Document segment:
_ _ _ _ _

In the span of three seasons, Nashville Predators forward Rocco Grimaldi has gone from the Energizer bunny of the team’s bottom six to a seldom-used forward who’s seemingly found himself in a Kyle Turris-like doghouse with Predators head coach John Hynes.
Grimaldi’s current role is that of the 13th forward, the player who essentially sits and bides his time while waiting for another to get injured.
Given Grimaldi’s offensive contributions the past two seasons — he’s scored 20 goals and 44 points over 106 games in two COVID-shortened seasons — it’s a bit puzzling that the Predators haven’t at least tried to find a regular role for the 28-year-old.
“This is not a good situation for Rocco or the Predators,” GM David Poile told 102.5-FM on Tuesday. “[There’s] things I love about my job, well this is one that we’re dealing with … you have to suspect he’s not happy. He [believes he] deserves to play over this player or that player or what have you. We deal with that all the time, but he’s been here for a couple of years, we know he can play — I know he can play — but he didn’t play too much at the end of last year and to this point we only have one extra forward.”

_ _ _ _ _

The data:
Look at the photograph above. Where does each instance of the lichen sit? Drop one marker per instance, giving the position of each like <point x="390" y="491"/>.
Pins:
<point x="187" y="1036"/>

_ _ _ _ _

What is required:
Can you repeat the stretch of the Rocco Grimaldi text from "In the span" through "to get injured.", swapping "doghouse" for "penalty box"?

Your response:
In the span of three seasons, Nashville Predators forward Rocco Grimaldi has gone from the Energizer bunny of the team’s bottom six to a seldom-used forward who’s seemingly found himself in a Kyle Turris-like penalty box with Predators head coach John Hynes.
Grimaldi’s current role is that of the 13th forward, the player who essentially sits and bides his time while waiting for another to get injured.